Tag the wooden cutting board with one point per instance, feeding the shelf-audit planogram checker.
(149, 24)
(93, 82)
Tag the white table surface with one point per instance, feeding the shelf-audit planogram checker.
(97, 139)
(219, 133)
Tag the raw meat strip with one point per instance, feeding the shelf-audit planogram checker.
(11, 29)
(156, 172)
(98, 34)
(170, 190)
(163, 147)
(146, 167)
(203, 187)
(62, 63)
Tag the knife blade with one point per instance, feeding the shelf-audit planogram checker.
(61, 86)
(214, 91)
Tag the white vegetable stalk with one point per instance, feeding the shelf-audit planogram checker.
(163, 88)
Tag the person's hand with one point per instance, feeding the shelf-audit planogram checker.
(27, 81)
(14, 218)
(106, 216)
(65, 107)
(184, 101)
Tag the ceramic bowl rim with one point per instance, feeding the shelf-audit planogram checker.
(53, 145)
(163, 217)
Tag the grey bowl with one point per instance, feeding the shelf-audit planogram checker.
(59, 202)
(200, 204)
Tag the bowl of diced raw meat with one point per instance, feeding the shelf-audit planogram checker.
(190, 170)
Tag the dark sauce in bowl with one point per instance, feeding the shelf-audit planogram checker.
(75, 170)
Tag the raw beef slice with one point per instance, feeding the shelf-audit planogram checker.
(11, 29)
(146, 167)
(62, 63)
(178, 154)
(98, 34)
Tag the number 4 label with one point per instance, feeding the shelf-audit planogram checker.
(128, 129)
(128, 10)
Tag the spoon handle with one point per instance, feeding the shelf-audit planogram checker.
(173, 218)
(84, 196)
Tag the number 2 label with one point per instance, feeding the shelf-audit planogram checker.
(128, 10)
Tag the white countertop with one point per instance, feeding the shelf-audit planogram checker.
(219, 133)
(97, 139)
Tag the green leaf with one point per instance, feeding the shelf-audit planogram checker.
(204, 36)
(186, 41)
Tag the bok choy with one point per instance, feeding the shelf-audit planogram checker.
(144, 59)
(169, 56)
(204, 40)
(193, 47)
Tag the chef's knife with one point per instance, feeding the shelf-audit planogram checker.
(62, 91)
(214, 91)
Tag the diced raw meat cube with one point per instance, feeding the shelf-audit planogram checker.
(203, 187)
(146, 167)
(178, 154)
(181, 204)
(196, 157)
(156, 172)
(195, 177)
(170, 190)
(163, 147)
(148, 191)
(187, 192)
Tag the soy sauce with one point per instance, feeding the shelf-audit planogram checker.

---*---

Written exercise: Please rewrite the stretch from the line containing "Tag the number 4" through the last of the lines above, both ends included, keeping every request and offsetting each point coordinate by -134. Leave out all other lines.

Output below:
Tag the number 4 label with one point per instance, feeding the shelf-audit planogram checker.
(-6, -5)
(-6, -124)
Tag the spoon handle with one point per instance, feeding the shelf-audit planogram checker.
(39, 84)
(-50, 62)
Tag the number 2 label with one point per instance, feeding the shelf-audit planogram checker.
(-6, -124)
Tag the white countertop with one point per instance, feeding the shelf-audit planogram checker.
(85, -1)
(-37, 5)
Tag the green leaf with one point per instance, feeding the shelf-audit planogram checker.
(70, -98)
(52, -93)
Tag the bok choy with one point per instance, feeding the shelf-audit planogram checker.
(10, -75)
(35, -78)
(70, -94)
(59, -87)
Tag the chef's knife with one point per instance, feeding the shelf-audit planogram checker.
(-72, -43)
(80, -43)
Tag the diced raw meat cube with one point per instance, feeding the shelf-audit planogram checker.
(69, 53)
(12, 33)
(44, 20)
(47, 70)
(62, 23)
(22, 38)
(61, 43)
(36, 56)
(29, 13)
(14, 57)
(53, 58)
Tag the soy sauce with one point per instance, feeding the shelf-audit planogram checker.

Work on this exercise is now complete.